Directive >> Please identify every line in the records below that contains the string "palm" and copy each of those lines. Case counts.
——
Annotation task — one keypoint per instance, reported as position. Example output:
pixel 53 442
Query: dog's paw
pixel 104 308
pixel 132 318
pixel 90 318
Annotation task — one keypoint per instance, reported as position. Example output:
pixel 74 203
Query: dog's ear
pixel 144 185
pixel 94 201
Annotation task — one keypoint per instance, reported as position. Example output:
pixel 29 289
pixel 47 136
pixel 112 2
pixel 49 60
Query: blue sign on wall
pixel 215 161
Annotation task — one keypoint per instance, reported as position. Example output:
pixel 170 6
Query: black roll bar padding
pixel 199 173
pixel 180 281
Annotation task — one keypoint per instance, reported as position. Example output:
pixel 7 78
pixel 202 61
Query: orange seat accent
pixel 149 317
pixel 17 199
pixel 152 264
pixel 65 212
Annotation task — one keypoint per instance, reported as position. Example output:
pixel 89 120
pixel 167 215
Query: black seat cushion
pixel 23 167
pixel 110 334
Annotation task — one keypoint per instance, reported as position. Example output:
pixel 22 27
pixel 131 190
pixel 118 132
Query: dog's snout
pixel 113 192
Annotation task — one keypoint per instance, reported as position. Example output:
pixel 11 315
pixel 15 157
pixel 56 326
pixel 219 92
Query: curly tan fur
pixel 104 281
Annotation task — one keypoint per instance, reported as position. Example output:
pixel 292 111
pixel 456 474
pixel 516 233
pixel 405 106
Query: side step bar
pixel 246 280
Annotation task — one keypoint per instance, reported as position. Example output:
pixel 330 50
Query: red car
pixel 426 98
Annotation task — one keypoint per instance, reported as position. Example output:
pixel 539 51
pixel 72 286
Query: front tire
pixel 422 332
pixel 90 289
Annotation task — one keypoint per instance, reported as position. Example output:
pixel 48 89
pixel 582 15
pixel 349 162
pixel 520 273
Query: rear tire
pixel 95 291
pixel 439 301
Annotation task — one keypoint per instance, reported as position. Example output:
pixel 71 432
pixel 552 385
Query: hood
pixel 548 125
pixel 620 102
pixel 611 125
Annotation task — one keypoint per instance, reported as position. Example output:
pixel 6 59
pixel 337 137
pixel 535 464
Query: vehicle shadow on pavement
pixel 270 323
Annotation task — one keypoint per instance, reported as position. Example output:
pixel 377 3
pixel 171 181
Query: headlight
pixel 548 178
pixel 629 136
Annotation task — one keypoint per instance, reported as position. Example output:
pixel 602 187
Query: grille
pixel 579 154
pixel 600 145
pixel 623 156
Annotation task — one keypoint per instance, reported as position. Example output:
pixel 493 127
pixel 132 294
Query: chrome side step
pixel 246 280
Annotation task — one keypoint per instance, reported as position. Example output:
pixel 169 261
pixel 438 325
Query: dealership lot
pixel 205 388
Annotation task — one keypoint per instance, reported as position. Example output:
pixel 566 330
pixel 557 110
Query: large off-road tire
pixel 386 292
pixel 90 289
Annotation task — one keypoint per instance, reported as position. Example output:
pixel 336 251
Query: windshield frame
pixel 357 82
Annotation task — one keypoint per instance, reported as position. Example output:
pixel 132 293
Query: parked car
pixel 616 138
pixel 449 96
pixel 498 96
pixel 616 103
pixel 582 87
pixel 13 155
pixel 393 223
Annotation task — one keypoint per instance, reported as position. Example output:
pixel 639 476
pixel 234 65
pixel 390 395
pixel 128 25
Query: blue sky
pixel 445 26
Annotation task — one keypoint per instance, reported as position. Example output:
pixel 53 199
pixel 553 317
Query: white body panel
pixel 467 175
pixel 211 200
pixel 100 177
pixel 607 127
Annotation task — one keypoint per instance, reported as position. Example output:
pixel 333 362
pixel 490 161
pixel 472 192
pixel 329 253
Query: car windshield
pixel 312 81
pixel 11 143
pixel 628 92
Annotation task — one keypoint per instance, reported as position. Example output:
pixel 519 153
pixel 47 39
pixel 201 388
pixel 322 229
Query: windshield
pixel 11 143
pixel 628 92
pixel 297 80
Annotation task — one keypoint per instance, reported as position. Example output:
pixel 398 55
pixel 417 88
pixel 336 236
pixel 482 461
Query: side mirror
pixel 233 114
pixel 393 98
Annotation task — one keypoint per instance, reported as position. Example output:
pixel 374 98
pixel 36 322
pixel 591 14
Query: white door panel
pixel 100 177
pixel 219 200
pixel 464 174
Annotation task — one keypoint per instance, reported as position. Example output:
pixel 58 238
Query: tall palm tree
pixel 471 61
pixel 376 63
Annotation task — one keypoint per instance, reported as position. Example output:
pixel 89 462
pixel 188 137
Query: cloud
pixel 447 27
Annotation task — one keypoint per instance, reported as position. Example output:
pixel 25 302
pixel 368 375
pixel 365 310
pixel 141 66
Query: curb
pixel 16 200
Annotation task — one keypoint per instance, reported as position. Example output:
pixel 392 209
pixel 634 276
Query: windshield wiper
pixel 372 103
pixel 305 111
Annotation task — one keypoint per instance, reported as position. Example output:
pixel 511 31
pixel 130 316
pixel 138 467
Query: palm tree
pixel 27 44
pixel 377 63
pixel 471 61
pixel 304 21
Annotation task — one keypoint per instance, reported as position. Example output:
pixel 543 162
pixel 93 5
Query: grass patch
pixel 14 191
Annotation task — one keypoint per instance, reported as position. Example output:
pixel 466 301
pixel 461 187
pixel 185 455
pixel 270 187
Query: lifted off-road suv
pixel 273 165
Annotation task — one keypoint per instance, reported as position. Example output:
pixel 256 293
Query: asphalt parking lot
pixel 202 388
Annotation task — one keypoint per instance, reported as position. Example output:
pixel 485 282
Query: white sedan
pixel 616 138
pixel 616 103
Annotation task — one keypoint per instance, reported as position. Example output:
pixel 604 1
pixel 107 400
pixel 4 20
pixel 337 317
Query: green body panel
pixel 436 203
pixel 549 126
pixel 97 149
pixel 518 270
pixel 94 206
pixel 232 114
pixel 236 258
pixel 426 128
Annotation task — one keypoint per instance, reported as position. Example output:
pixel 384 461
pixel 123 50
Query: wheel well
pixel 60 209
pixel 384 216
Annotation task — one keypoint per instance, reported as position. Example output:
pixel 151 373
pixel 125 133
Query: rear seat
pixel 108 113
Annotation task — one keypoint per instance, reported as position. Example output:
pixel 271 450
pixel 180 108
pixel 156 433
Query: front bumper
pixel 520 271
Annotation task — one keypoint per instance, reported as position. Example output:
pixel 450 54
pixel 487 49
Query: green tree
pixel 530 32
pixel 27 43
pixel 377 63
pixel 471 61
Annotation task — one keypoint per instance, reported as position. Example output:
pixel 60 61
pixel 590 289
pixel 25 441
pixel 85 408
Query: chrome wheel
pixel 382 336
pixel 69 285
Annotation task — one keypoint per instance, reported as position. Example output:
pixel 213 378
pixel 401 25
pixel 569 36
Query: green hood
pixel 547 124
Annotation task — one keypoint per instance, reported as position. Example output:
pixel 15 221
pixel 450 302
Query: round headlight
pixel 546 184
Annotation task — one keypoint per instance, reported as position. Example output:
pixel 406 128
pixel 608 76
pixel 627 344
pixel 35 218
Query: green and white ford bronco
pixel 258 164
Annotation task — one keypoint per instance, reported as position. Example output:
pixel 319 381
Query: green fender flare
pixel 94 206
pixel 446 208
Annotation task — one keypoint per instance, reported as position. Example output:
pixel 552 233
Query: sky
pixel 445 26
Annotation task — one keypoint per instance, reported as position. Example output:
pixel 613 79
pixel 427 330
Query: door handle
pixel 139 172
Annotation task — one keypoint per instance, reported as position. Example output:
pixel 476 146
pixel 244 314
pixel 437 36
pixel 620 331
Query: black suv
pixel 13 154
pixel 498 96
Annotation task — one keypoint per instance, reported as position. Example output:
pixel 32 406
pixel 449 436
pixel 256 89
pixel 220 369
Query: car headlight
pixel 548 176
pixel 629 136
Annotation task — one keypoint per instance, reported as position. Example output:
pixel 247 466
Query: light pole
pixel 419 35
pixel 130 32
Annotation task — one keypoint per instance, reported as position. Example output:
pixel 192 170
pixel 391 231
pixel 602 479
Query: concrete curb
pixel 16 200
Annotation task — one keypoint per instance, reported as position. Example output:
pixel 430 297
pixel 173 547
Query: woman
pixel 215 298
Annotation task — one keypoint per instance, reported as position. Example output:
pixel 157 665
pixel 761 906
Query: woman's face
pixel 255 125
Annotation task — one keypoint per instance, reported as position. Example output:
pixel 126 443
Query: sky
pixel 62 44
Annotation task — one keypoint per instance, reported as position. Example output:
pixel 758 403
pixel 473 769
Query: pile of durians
——
Full response >>
Query: tall palm tree
Query: palm tree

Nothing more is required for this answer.